- **Excerpt**:

--------------------

SECURITIES AND EXCHANGE COMMISSION

Washington, D.C. 20549

 

FORM 8-K

 

CURRENT REPORT

Pursuant to Section 13 or 15(d) of the Securities Exchange Act of 1934

 

Date of Report (Date of earliest event reported): February 6, 2023

 

SKYX PLATFORMS CORP.

(Exact name of Registrant as Specified in its Charter)

 

Florida   001-41276   46-3645414

(State or other jurisdiction

of incorporation)

 

(Commission

File Number)

 

(IRS Employer

Identification No.)

 

2855 W. McNab Road

Pompano Beach, Florida 33069

(Address of principal executive offices, including zip code)

 

Registrant’s telephone number, including area code: (855) 759-7584

 

Not Applicable

(Former Name or Former Address, if Changed Since Last Report)

 

Check the appropriate box below if the Form 8-K filing is intended to simultaneously satisfy the filing obligation of the registrant under any of the following provisions:

 

Written communications pursuant to Rule 425 under the Securities Act (17 CFR 230.425)

--------------------

- **Extracted records**:
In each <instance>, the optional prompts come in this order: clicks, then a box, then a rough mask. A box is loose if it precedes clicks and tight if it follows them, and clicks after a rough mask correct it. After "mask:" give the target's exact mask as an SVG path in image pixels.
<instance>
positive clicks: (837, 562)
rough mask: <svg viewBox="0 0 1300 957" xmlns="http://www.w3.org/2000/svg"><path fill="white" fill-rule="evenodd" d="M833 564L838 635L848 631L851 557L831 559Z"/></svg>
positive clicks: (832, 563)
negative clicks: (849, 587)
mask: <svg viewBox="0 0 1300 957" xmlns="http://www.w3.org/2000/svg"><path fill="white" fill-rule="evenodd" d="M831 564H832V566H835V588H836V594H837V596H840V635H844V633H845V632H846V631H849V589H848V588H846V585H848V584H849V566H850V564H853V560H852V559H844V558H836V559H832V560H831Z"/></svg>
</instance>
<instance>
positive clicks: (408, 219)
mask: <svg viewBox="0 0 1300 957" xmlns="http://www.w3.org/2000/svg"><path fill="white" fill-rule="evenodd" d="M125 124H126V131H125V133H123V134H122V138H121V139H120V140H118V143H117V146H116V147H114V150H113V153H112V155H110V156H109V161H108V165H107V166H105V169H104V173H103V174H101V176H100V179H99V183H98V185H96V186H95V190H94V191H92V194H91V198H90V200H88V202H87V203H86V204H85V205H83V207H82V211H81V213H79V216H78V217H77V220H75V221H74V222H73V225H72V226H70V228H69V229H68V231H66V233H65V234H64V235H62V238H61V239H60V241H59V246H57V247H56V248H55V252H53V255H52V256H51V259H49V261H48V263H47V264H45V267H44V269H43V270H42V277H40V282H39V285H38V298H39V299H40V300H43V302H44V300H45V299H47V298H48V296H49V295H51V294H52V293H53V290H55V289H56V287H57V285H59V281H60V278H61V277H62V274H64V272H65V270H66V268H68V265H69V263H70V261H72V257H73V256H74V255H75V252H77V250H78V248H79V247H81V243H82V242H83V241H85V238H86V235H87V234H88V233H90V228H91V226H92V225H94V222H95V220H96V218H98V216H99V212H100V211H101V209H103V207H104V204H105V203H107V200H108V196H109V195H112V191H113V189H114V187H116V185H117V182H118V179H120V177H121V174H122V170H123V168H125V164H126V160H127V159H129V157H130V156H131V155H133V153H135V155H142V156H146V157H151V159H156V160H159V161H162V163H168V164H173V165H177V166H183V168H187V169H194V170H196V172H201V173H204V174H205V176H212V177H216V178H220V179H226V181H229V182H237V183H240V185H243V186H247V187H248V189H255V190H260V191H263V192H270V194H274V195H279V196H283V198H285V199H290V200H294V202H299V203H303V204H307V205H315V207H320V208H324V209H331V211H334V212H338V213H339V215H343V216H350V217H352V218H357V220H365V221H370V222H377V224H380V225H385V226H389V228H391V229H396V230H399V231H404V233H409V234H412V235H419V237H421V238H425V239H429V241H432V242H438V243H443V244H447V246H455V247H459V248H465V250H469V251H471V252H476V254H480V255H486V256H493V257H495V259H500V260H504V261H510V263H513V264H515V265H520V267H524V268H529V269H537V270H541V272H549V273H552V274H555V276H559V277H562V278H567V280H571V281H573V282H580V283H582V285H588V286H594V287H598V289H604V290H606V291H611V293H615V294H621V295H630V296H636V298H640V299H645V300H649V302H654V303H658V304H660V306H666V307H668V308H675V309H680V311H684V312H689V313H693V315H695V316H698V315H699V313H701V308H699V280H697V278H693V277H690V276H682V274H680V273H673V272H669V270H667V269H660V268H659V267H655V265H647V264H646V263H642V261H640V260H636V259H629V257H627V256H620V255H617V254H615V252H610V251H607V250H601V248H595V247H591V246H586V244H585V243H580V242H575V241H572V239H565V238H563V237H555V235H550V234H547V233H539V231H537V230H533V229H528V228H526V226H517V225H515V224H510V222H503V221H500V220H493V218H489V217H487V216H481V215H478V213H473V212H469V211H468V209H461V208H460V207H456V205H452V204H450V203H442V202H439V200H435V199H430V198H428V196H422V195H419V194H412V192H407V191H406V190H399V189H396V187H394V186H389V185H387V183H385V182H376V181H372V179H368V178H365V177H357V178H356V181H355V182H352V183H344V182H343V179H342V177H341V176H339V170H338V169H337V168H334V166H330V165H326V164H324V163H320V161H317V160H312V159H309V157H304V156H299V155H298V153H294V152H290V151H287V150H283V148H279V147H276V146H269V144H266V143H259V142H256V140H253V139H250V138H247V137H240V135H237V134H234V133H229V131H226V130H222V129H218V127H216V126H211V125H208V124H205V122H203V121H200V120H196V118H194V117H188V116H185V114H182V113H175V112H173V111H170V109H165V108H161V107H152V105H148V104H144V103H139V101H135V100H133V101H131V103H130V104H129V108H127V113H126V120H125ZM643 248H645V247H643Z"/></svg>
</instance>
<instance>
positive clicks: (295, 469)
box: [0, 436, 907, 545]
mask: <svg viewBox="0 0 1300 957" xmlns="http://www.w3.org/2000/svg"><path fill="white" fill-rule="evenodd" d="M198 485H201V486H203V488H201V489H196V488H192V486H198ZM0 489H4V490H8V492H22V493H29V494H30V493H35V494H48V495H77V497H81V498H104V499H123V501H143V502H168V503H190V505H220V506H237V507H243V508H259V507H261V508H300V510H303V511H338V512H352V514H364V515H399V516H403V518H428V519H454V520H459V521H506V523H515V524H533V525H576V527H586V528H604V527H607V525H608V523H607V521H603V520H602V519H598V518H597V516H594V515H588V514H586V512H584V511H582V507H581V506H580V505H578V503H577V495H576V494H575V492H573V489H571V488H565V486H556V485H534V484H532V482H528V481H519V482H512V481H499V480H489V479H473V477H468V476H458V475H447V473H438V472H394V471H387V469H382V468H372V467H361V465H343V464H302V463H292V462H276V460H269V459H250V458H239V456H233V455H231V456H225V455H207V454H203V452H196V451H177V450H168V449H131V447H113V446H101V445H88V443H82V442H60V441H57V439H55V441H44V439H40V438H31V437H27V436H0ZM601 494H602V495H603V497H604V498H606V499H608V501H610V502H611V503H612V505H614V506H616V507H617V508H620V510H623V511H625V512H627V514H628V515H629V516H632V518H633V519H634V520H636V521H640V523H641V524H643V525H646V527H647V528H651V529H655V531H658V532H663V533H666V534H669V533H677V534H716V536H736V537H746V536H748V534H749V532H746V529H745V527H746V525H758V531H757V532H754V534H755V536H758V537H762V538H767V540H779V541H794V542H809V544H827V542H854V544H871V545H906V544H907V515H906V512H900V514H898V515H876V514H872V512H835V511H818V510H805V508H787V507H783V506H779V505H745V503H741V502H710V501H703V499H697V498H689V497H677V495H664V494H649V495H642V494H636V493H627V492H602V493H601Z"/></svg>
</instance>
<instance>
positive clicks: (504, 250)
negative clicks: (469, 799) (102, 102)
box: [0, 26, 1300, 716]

--------------------

- **Tasks**:
a. Use the Form 8-K excerpt to answer these questions:
(i) What date is given as the Date of Report?
(ii) In which city are the registrant's principal executive offices?
(iii) What telephone number is listed for the registrant?
b. Decide whether each statement agrees with the Form 8-K excerpt. Answer yes or no and quote the words that settle it.
(i) The report is filed under the Securities Exchange Act of 1934.
(ii) The registrant's principal executive offices are in Washington, D.C.
(iii) The registrant lists a former name or former address.
The data has no connection to the Form 8-K excerpt.

- **Answers to the exercises**:
a.
(i) February 6, 2023
(ii) Pompano Beach, Florida
(iii) (855) 759-7584

b.
(i) Yes: "Pursuant to Section 13 or 15(d) of the Securities Exchange Act of 1934"
(ii) No: "2855 W. McNab Road Pompano Beach, Florida 33069"
(iii) No: "Not Applicable"